What this task involves -
Copy each line of the items below that contains the string "white", treating uppercase and lowercase letters as distinct.

Records for processing -
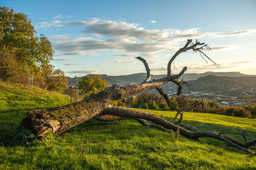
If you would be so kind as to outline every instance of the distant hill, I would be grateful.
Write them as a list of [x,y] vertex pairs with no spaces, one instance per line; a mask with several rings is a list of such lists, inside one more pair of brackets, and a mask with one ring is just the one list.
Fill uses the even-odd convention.
[[239,72],[207,72],[203,73],[186,73],[184,77],[184,80],[186,81],[191,81],[191,80],[196,80],[199,77],[205,77],[207,75],[216,75],[218,77],[253,77],[255,75],[248,75],[241,73]]
[[[196,80],[198,78],[205,77],[207,75],[214,75],[218,77],[252,77],[255,75],[243,74],[238,72],[207,72],[203,73],[186,73],[184,77],[185,81],[193,81]],[[146,73],[138,73],[129,75],[108,75],[106,74],[89,74],[89,76],[98,75],[100,76],[102,79],[106,80],[109,84],[116,84],[121,85],[128,85],[131,83],[138,83],[143,82],[147,77]],[[161,75],[152,75],[152,80],[157,79],[164,77],[164,74]],[[67,77],[68,81],[68,84],[72,84],[74,82],[74,77]],[[77,77],[77,81],[81,81],[81,77]]]

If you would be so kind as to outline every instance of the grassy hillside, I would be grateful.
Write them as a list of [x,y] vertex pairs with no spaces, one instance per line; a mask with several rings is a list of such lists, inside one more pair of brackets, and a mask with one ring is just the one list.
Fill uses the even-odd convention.
[[[132,120],[90,120],[61,136],[54,138],[49,134],[42,141],[31,141],[33,135],[20,128],[28,111],[68,103],[67,96],[0,82],[0,169],[256,168],[255,155],[224,146],[221,142],[212,139],[194,141]],[[163,114],[166,120],[175,115],[173,112],[147,111]],[[236,128],[245,130],[249,140],[256,136],[253,119],[202,113],[185,113],[184,118],[186,125],[204,122],[203,130],[225,131],[240,140]]]

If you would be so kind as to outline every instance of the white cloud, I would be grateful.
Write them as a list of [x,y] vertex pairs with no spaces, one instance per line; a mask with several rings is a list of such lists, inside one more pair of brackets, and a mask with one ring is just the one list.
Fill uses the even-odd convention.
[[[58,16],[58,15],[57,15]],[[56,56],[91,56],[92,51],[113,50],[116,56],[143,56],[163,57],[161,52],[176,51],[180,42],[188,39],[202,37],[216,38],[225,36],[243,36],[256,33],[256,29],[229,32],[200,32],[199,28],[185,30],[163,29],[145,29],[136,23],[93,19],[90,21],[62,22],[53,20],[38,23],[38,27],[82,26],[84,36],[71,38],[68,35],[55,35],[51,38],[58,51]],[[95,36],[96,35],[96,36]],[[228,50],[237,47],[213,47],[212,50]],[[91,51],[91,52],[90,52]],[[114,54],[115,55],[115,54]]]
[[61,15],[60,14],[57,14],[56,16],[53,17],[52,18],[56,19],[68,19],[71,18],[71,16],[69,15]]
[[73,61],[73,59],[69,59],[69,58],[59,58],[59,59],[52,59],[53,61]]
[[51,22],[44,21],[42,22],[39,22],[36,24],[35,28],[45,28],[45,27],[60,27],[63,26],[63,23],[62,21],[59,20],[54,20]]
[[57,15],[53,17],[52,18],[54,18],[54,19],[61,19],[63,18],[63,16],[62,16],[61,15],[60,15],[60,14],[57,14]]

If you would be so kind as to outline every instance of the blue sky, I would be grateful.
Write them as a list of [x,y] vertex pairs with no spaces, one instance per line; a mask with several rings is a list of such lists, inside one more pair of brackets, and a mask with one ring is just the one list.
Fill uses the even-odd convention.
[[52,42],[52,61],[68,76],[166,72],[186,40],[196,38],[220,68],[198,54],[181,54],[173,72],[241,72],[256,74],[256,1],[12,1],[1,6],[22,12],[38,35]]

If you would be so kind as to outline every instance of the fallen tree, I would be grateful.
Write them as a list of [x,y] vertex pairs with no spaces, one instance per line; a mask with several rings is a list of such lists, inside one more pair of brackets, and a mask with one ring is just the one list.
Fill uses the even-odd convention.
[[[201,137],[217,139],[226,142],[230,146],[252,153],[252,151],[248,148],[256,144],[256,139],[249,143],[243,143],[237,140],[223,135],[223,132],[216,134],[211,132],[201,132],[199,128],[202,125],[198,128],[193,128],[186,127],[181,124],[183,112],[189,111],[198,105],[202,105],[202,100],[201,102],[196,101],[191,107],[180,111],[171,105],[172,98],[169,98],[161,87],[168,82],[172,82],[178,86],[177,95],[179,95],[181,93],[182,86],[186,82],[180,81],[180,78],[186,71],[187,67],[184,67],[179,73],[173,75],[172,74],[171,65],[179,54],[189,50],[199,52],[205,60],[206,58],[218,66],[218,65],[202,52],[204,49],[211,49],[207,44],[200,43],[197,40],[195,43],[192,42],[192,40],[188,40],[186,45],[180,48],[170,59],[167,65],[167,75],[161,79],[152,81],[150,81],[150,70],[147,61],[141,57],[137,57],[138,59],[143,63],[147,73],[147,79],[142,83],[125,87],[113,85],[90,98],[78,102],[48,110],[29,111],[26,118],[22,121],[22,124],[31,129],[38,137],[42,138],[47,132],[59,135],[73,127],[93,118],[102,121],[131,119],[137,120],[144,126],[157,128],[161,130],[166,132],[171,132],[170,130],[179,131],[180,135],[184,137],[194,140],[198,140]],[[172,122],[147,112],[110,105],[113,101],[125,98],[151,89],[156,89],[165,99],[168,105],[177,111],[177,115]],[[179,120],[175,122],[179,114],[180,114]],[[146,120],[154,123],[149,123]],[[243,135],[243,134],[242,134]]]

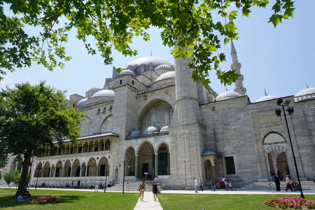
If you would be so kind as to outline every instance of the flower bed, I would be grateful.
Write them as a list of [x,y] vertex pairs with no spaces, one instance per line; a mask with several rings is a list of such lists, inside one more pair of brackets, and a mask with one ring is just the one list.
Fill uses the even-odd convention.
[[282,209],[315,209],[314,201],[307,201],[305,198],[298,197],[285,197],[282,198],[268,199],[264,202],[266,205],[273,208]]
[[61,199],[57,198],[51,196],[41,196],[35,199],[33,199],[30,202],[32,204],[45,204],[59,203],[61,202]]

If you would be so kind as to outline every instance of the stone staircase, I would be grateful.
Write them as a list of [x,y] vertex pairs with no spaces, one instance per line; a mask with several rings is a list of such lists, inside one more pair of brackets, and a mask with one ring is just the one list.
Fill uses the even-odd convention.
[[[272,183],[273,185],[273,189],[276,191],[276,185],[274,182],[253,182],[240,188],[238,190],[271,190],[271,188],[269,186],[269,183]],[[280,189],[282,191],[284,191],[286,188],[287,185],[285,181],[280,182]],[[303,190],[315,190],[315,183],[312,181],[301,181],[301,185]],[[289,191],[289,190],[288,191]]]

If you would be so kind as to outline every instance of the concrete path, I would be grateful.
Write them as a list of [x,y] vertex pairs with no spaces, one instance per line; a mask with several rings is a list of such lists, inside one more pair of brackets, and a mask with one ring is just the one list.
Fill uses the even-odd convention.
[[[149,196],[150,195],[151,196]],[[136,206],[134,209],[134,210],[163,210],[162,207],[160,204],[158,198],[157,198],[157,201],[154,201],[153,199],[153,195],[152,193],[150,194],[148,193],[144,193],[144,196],[143,198],[144,201],[140,201],[140,196],[139,200],[136,205]]]

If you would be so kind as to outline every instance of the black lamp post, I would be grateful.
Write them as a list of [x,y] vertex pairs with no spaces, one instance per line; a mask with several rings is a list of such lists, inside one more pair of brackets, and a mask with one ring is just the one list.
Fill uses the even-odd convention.
[[[128,160],[128,162],[130,162],[129,160]],[[121,162],[122,163],[123,163],[123,194],[124,194],[124,193],[123,193],[123,191],[124,191],[124,187],[125,187],[125,166],[126,165],[126,163],[127,162],[127,161],[126,161],[125,160],[124,160],[123,161],[122,160],[122,161],[120,161],[119,162],[119,167],[121,167],[121,165],[120,164],[120,162]],[[129,163],[128,163],[128,168],[130,168],[130,164],[129,164]]]
[[39,171],[42,171],[43,170],[43,168],[40,166],[38,166],[36,168],[36,170],[35,171],[37,172],[37,180],[36,180],[36,185],[35,186],[35,190],[36,190],[37,188],[37,182],[38,181],[38,174],[39,174]]
[[106,169],[105,170],[106,171],[106,177],[105,178],[105,185],[104,185],[104,193],[105,193],[105,191],[106,191],[106,186],[107,186],[107,172],[109,170],[109,169]]
[[[294,155],[294,151],[293,151],[293,147],[292,145],[292,141],[291,141],[291,137],[290,135],[290,131],[289,130],[289,126],[288,125],[288,121],[287,120],[287,115],[285,114],[285,111],[284,110],[284,107],[289,107],[289,104],[290,103],[290,101],[289,99],[286,99],[284,100],[284,104],[281,104],[281,103],[283,101],[282,98],[279,98],[277,101],[277,104],[278,106],[281,106],[282,107],[283,109],[284,115],[281,115],[281,109],[276,109],[276,114],[278,117],[280,116],[284,116],[284,119],[285,119],[285,124],[287,125],[287,129],[288,129],[288,134],[289,136],[289,140],[290,140],[290,144],[291,145],[291,151],[292,152],[292,155],[293,156],[293,160],[294,161],[294,166],[295,167],[295,171],[296,171],[296,175],[297,176],[297,180],[299,182],[299,185],[300,185],[300,190],[301,192],[301,196],[302,198],[304,198],[304,195],[303,195],[303,192],[302,191],[302,185],[301,185],[301,181],[300,180],[300,175],[299,175],[299,171],[297,169],[297,165],[296,165],[296,160],[295,160],[295,156]],[[287,109],[287,111],[288,112],[289,115],[293,114],[294,110],[292,107],[288,107]]]

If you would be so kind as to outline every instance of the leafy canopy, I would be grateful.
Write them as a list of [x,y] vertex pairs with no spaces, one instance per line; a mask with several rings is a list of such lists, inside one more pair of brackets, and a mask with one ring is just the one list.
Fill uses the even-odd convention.
[[[269,22],[276,27],[293,17],[295,7],[292,0],[275,1]],[[161,30],[164,45],[177,46],[171,51],[175,58],[193,56],[189,66],[194,69],[195,81],[209,83],[206,78],[214,70],[221,83],[230,84],[238,75],[220,68],[225,55],[218,52],[218,35],[225,44],[237,39],[233,21],[238,13],[248,17],[253,7],[264,8],[269,3],[268,0],[0,0],[0,5],[8,4],[15,14],[7,17],[0,7],[0,73],[30,66],[32,61],[50,70],[63,68],[71,58],[66,54],[64,44],[73,29],[89,53],[99,53],[105,65],[111,64],[113,48],[125,56],[136,55],[130,46],[132,38],[148,40],[146,30],[154,26]],[[232,5],[236,9],[227,12]],[[220,20],[215,20],[218,16]],[[26,25],[39,32],[27,34]],[[89,37],[95,40],[95,46],[88,41]]]
[[65,99],[65,91],[46,86],[44,81],[34,86],[16,84],[15,87],[0,91],[1,165],[9,154],[29,160],[48,149],[55,153],[54,141],[61,146],[66,138],[77,143],[83,114]]

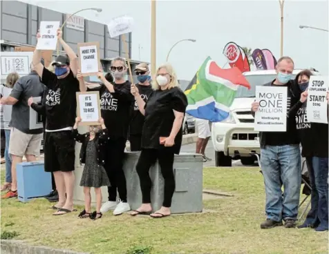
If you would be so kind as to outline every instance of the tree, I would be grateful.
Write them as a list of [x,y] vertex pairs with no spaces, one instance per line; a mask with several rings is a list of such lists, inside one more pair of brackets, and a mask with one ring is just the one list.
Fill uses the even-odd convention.
[[245,51],[245,55],[248,58],[249,65],[250,66],[254,65],[254,61],[252,61],[252,50],[250,48],[247,48],[247,47],[242,47],[242,48]]

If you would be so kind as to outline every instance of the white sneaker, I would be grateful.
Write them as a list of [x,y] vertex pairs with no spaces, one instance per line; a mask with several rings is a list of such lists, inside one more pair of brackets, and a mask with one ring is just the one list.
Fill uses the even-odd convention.
[[117,205],[118,203],[115,201],[106,201],[100,208],[100,212],[104,213],[109,211],[110,210],[114,210]]
[[129,204],[125,202],[122,202],[122,201],[118,204],[115,209],[114,209],[113,215],[119,215],[120,214],[124,213],[124,212],[128,212],[131,210]]

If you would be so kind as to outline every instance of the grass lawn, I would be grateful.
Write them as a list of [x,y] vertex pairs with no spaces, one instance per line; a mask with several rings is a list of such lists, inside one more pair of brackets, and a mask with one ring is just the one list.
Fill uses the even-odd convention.
[[204,188],[234,197],[205,200],[204,207],[215,213],[160,219],[107,213],[96,221],[78,219],[78,212],[53,216],[46,199],[1,200],[1,231],[16,232],[15,240],[33,245],[97,254],[127,253],[131,248],[135,251],[129,253],[140,254],[328,253],[328,232],[260,228],[265,194],[258,168],[205,168]]

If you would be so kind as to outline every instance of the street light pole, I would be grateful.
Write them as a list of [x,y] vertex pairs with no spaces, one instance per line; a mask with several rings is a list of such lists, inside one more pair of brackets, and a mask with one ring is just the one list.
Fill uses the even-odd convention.
[[285,0],[279,0],[281,10],[281,37],[280,37],[280,57],[283,56],[283,5]]
[[175,46],[178,44],[180,42],[182,42],[182,41],[192,41],[192,42],[196,42],[196,40],[194,39],[183,39],[180,41],[177,41],[175,44],[173,44],[172,46],[172,47],[170,48],[169,50],[169,52],[168,52],[168,55],[167,55],[167,59],[166,59],[166,61],[168,61],[168,59],[169,58],[169,55],[170,55],[170,52],[171,52],[171,50],[173,50],[173,48],[175,48]]
[[[71,17],[75,15],[77,13],[83,12],[84,10],[95,10],[97,12],[102,12],[102,10],[101,8],[85,8],[85,9],[82,9],[78,10],[77,12],[74,12],[73,14],[71,14],[65,20],[65,21],[63,23],[62,26],[60,27],[60,30],[63,30],[63,28],[64,27],[65,24],[66,23],[67,21],[70,19]],[[57,55],[59,55],[59,43],[57,42]]]
[[321,31],[325,31],[325,32],[329,32],[327,29],[323,29],[323,28],[314,28],[313,26],[299,26],[299,28],[303,29],[303,28],[310,28],[310,29],[315,29],[315,30],[319,30]]

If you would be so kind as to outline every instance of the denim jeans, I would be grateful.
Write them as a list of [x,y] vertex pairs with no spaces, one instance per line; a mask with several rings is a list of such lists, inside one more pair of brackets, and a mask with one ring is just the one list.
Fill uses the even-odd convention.
[[6,159],[6,179],[5,181],[8,183],[12,182],[12,158],[9,154],[9,137],[10,137],[10,130],[5,130],[6,137],[6,148],[5,148],[5,159]]
[[276,222],[297,220],[301,184],[299,146],[266,146],[261,149],[261,167],[267,219]]
[[306,163],[312,193],[311,210],[304,224],[328,229],[328,158],[307,157]]

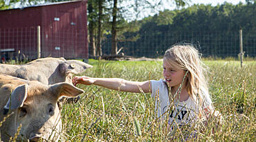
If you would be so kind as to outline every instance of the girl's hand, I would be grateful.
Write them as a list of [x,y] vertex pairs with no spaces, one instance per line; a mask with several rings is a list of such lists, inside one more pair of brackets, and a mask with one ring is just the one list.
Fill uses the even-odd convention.
[[94,81],[92,80],[92,78],[89,77],[86,77],[86,76],[81,76],[81,77],[75,77],[72,79],[72,82],[73,83],[74,85],[77,85],[78,83],[81,83],[84,84],[86,85],[90,85],[93,84]]

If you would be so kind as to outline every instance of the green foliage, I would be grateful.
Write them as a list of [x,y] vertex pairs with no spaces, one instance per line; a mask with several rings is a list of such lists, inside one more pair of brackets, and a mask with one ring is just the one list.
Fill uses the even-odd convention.
[[[185,126],[170,134],[156,121],[154,101],[150,94],[121,92],[95,85],[79,85],[86,92],[81,99],[76,104],[64,105],[61,112],[65,140],[180,141],[186,134],[194,134],[197,130],[197,137],[191,138],[190,141],[254,141],[256,62],[245,61],[242,68],[239,61],[235,61],[206,59],[204,63],[209,67],[208,77],[213,104],[222,114],[222,125],[219,125],[221,130],[215,129],[215,133],[211,134],[217,123],[213,119],[204,131],[199,131],[197,126]],[[132,81],[162,78],[161,61],[90,59],[89,63],[94,68],[80,75]]]

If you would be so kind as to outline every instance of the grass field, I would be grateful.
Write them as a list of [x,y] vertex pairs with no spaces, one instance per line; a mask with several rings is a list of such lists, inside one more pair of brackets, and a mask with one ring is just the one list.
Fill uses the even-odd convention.
[[[209,91],[222,125],[214,134],[212,119],[204,130],[184,127],[172,134],[159,126],[150,94],[127,93],[95,85],[78,85],[85,90],[76,104],[61,112],[63,136],[67,141],[182,141],[197,132],[190,141],[255,141],[256,61],[205,61]],[[89,60],[93,68],[82,74],[92,77],[119,77],[132,81],[162,78],[161,61]]]

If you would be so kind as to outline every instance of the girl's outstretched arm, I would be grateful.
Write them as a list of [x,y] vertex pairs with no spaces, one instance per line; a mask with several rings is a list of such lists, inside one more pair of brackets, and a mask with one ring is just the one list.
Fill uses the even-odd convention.
[[87,85],[94,84],[108,89],[123,92],[141,92],[139,88],[145,93],[151,92],[150,89],[151,88],[151,84],[149,81],[139,82],[126,81],[119,78],[92,78],[81,76],[75,77],[72,79],[72,82],[75,85],[78,83]]

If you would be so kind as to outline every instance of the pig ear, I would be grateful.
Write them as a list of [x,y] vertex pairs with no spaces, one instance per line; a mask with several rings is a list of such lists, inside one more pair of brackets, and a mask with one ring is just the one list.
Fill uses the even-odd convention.
[[28,85],[24,84],[18,86],[12,92],[6,105],[3,107],[4,114],[6,114],[8,110],[17,109],[22,107],[27,97]]
[[83,90],[67,83],[58,83],[54,84],[51,85],[50,89],[52,92],[57,94],[58,99],[62,96],[75,97],[84,92]]

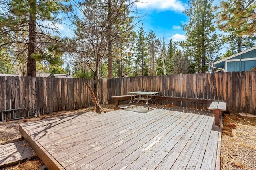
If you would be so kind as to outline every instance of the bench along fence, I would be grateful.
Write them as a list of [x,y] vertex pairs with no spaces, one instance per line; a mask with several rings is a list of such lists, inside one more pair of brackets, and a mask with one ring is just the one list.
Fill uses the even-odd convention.
[[[173,99],[174,105],[206,109],[211,101],[200,102],[200,99],[223,100],[230,113],[256,114],[256,73],[234,72],[117,78],[108,80],[107,85],[103,86],[107,86],[109,97],[127,95],[128,92],[159,92],[156,98],[160,104],[168,104]],[[181,100],[180,97],[185,98]],[[109,100],[115,101],[111,98]]]
[[34,115],[36,110],[43,114],[93,106],[85,82],[93,86],[90,79],[1,76],[0,111],[22,108],[14,115],[6,112],[13,119]]
[[[102,104],[114,102],[112,96],[136,91],[155,92],[159,93],[156,99],[160,104],[168,104],[173,100],[174,105],[207,109],[210,103],[207,99],[220,100],[226,102],[227,111],[230,113],[256,114],[256,73],[248,71],[103,79],[100,82],[100,99]],[[1,76],[0,110],[22,108],[15,111],[14,117],[20,117],[32,115],[35,110],[43,114],[93,106],[85,82],[93,87],[90,79]],[[196,102],[200,99],[204,99],[201,103]],[[7,113],[7,117],[12,119],[11,112]]]

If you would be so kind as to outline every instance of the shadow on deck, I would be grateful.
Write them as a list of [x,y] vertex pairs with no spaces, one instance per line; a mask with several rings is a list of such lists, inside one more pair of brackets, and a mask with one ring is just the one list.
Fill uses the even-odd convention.
[[19,130],[49,169],[219,169],[221,128],[210,113],[160,108],[85,113]]

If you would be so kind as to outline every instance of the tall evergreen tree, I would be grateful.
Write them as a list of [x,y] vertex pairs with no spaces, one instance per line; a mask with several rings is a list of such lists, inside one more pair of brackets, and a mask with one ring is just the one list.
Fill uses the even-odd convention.
[[157,47],[160,43],[156,39],[156,34],[153,32],[152,31],[151,31],[148,33],[146,38],[148,57],[150,60],[149,75],[155,76],[156,70],[156,63],[157,59]]
[[10,49],[13,56],[26,55],[27,76],[35,76],[37,60],[56,62],[47,52],[56,50],[60,43],[54,35],[59,33],[58,14],[71,7],[61,0],[7,0],[0,4],[0,47]]
[[238,36],[256,34],[256,2],[254,0],[222,0],[217,23],[222,30],[231,30]]
[[217,23],[221,30],[229,34],[226,42],[234,53],[255,45],[256,2],[253,0],[222,0],[215,7]]
[[198,72],[206,72],[206,63],[212,60],[221,45],[213,23],[213,0],[190,0],[185,11],[189,22],[182,25],[187,40],[181,45],[194,58]]
[[145,36],[145,31],[143,29],[143,24],[138,32],[138,37],[136,41],[135,48],[135,64],[141,70],[142,76],[148,75],[148,49],[147,42]]

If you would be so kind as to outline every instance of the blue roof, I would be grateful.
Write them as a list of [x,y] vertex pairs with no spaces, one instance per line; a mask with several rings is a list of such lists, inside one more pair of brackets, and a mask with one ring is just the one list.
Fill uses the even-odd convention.
[[[225,69],[227,71],[227,68],[225,68],[226,61],[232,60],[242,60],[243,61],[248,61],[254,60],[256,60],[256,47],[251,48],[244,51],[238,53],[225,59],[215,61],[213,63],[213,66],[214,67]],[[234,61],[235,61],[234,60]]]

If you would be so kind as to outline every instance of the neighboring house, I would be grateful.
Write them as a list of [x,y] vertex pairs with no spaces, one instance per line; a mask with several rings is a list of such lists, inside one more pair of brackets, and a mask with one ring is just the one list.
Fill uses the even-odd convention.
[[256,67],[256,47],[212,63],[213,72],[250,71]]
[[73,78],[73,76],[71,74],[61,74],[52,73],[37,73],[36,75],[36,77],[52,77],[54,78]]
[[[18,74],[0,74],[0,76],[20,76]],[[52,77],[54,78],[73,78],[72,75],[62,74],[52,74],[52,73],[36,73],[36,77]]]

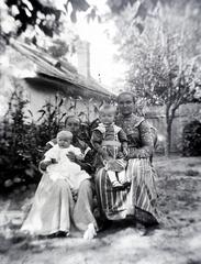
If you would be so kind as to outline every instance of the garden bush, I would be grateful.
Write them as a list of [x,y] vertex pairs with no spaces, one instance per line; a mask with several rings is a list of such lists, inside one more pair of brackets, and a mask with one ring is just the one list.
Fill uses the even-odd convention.
[[18,87],[13,92],[9,110],[0,125],[0,193],[38,183],[38,162],[46,143],[55,138],[64,125],[65,114],[60,112],[63,100],[47,102],[38,111],[37,122],[27,110],[29,101]]
[[183,129],[182,154],[183,156],[201,155],[201,122],[198,120],[188,123]]

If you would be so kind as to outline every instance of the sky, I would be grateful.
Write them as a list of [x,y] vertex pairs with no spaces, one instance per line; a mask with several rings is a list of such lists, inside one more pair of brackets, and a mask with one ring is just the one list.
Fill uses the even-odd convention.
[[[59,0],[60,4],[64,0]],[[96,6],[100,14],[109,11],[107,0],[88,0],[90,6]],[[90,72],[91,76],[107,86],[111,91],[119,91],[123,86],[125,65],[118,63],[114,55],[118,46],[113,44],[112,36],[115,34],[115,25],[111,20],[99,23],[97,20],[87,22],[87,13],[78,13],[75,29],[83,41],[90,43]],[[121,80],[120,80],[121,79]]]
[[[24,0],[26,1],[26,0]],[[64,3],[66,0],[41,0],[44,3],[47,1],[52,1],[52,3],[60,10],[64,10]],[[101,14],[105,14],[109,12],[109,7],[107,6],[107,0],[87,0],[88,3],[92,7],[96,6],[98,8],[98,12]],[[27,1],[29,2],[29,1]],[[7,8],[3,2],[0,3],[1,11]],[[70,12],[70,6],[68,7],[68,11]],[[97,20],[87,22],[87,13],[90,12],[77,12],[77,23],[74,25],[69,25],[69,14],[66,15],[67,24],[72,28],[76,33],[80,36],[82,41],[88,41],[90,43],[90,73],[91,76],[101,82],[101,85],[105,86],[109,90],[113,92],[118,92],[122,86],[124,85],[124,72],[125,65],[119,63],[114,59],[114,55],[118,52],[118,46],[113,44],[112,36],[115,34],[115,24],[113,20],[99,23]],[[14,21],[11,16],[5,16],[7,19],[2,20],[3,29],[8,32],[16,25],[16,21]],[[36,29],[37,30],[37,29]],[[26,30],[24,34],[27,34],[29,37],[32,37],[34,34],[32,28]],[[41,40],[44,42],[48,40],[43,36],[43,32],[41,34]],[[66,34],[66,35],[65,35]],[[63,33],[63,40],[68,38],[69,32]],[[47,41],[48,42],[48,41]],[[42,44],[43,45],[43,44]],[[75,63],[76,61],[72,58],[70,63]],[[76,66],[76,63],[75,63]]]

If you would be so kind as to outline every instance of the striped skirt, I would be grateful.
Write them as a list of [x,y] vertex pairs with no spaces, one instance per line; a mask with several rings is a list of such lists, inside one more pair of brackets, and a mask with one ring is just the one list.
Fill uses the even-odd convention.
[[120,220],[134,216],[142,222],[158,222],[155,176],[156,173],[148,158],[132,158],[126,168],[131,187],[114,190],[107,170],[100,168],[96,175],[96,186],[98,200],[105,218]]

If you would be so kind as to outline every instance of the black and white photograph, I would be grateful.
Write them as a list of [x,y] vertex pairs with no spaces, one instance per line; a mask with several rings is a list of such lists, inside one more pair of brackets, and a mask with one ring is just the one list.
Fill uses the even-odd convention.
[[0,264],[201,264],[201,0],[0,1]]

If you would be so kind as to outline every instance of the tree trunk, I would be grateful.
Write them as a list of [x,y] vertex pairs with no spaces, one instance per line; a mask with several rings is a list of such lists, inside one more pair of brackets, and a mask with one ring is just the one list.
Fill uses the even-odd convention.
[[167,120],[165,155],[169,156],[171,151],[171,124],[172,119]]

Exercise result -
If you would be so kind as to outline every instance of the white cloud, I would be grateful.
If you would be so kind as to outline every instance of the white sneaker, I would be grateful.
If you would be so kind as to outline every instance of the black and white photograph, I would be grateful.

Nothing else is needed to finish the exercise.